Position annotation records
"""

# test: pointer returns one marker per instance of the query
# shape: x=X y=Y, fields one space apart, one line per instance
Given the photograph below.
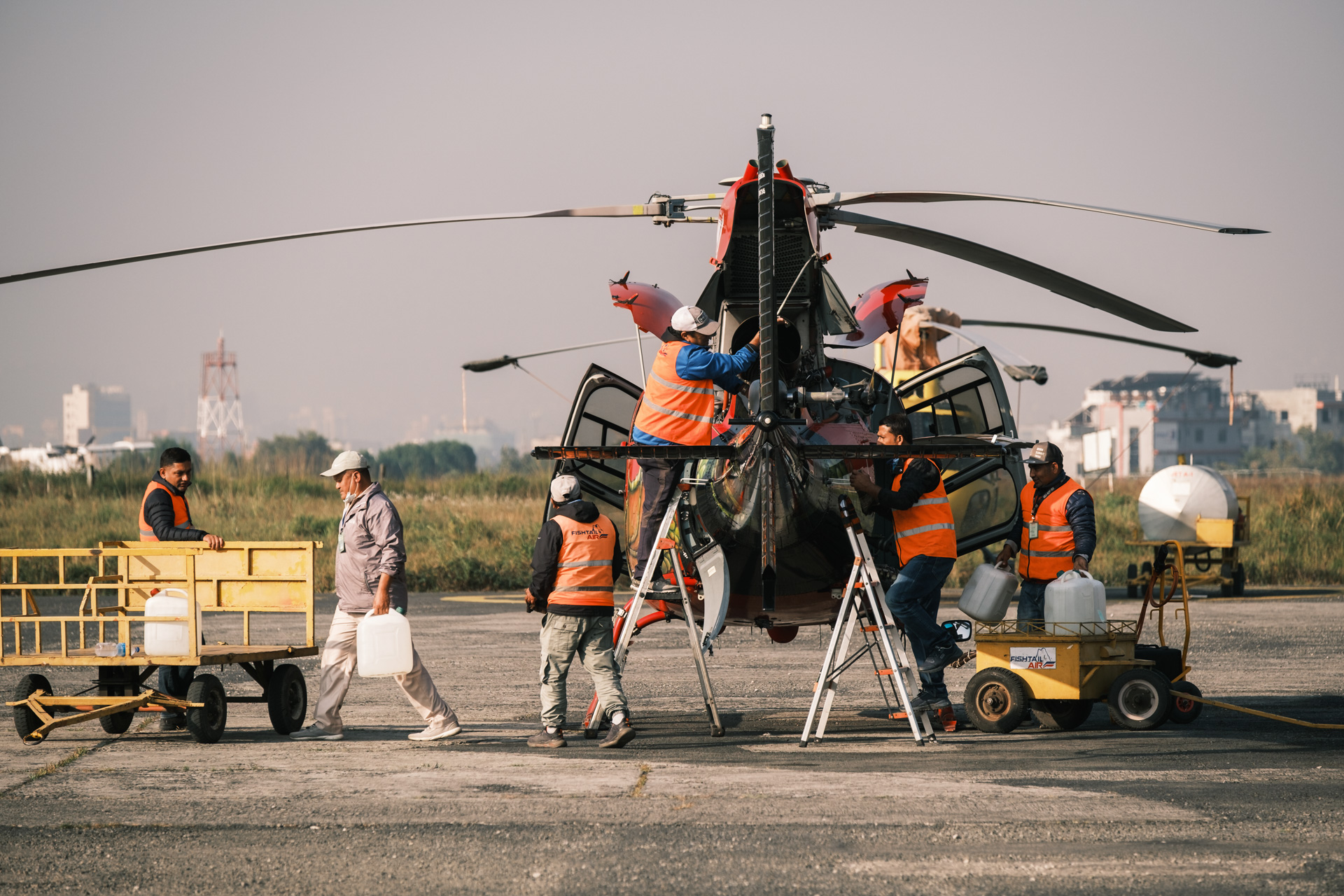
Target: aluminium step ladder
x=863 y=599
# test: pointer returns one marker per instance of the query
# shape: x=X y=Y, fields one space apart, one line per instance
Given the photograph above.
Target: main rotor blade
x=1208 y=359
x=503 y=360
x=596 y=211
x=1014 y=266
x=838 y=199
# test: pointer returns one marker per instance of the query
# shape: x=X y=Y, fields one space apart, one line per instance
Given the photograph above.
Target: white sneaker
x=445 y=729
x=314 y=732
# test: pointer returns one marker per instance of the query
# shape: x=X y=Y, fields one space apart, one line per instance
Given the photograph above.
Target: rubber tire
x=996 y=700
x=207 y=723
x=1190 y=713
x=286 y=699
x=1060 y=715
x=1140 y=699
x=26 y=720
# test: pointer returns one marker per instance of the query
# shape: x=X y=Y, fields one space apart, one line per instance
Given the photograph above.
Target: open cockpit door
x=603 y=413
x=967 y=397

"""

:: Problem statement ::
Please repeat the records from their start through the line that contains "x=838 y=199", including that line, and leave the pictures out of your answer.

:: Result of this exercise ::
# test: pointer returns one marker per instance of the query
# shape: x=X y=Y, fields one space apart, one line per instance
Given the photograph below.
Target: aluminium step ladder
x=863 y=599
# test: pointer returns one marker per instance of the query
# shape: x=X y=Y, fields one space apart, one line per instance
Given the photograph above.
Target: main rotor blade
x=1208 y=359
x=503 y=360
x=596 y=211
x=1014 y=266
x=838 y=199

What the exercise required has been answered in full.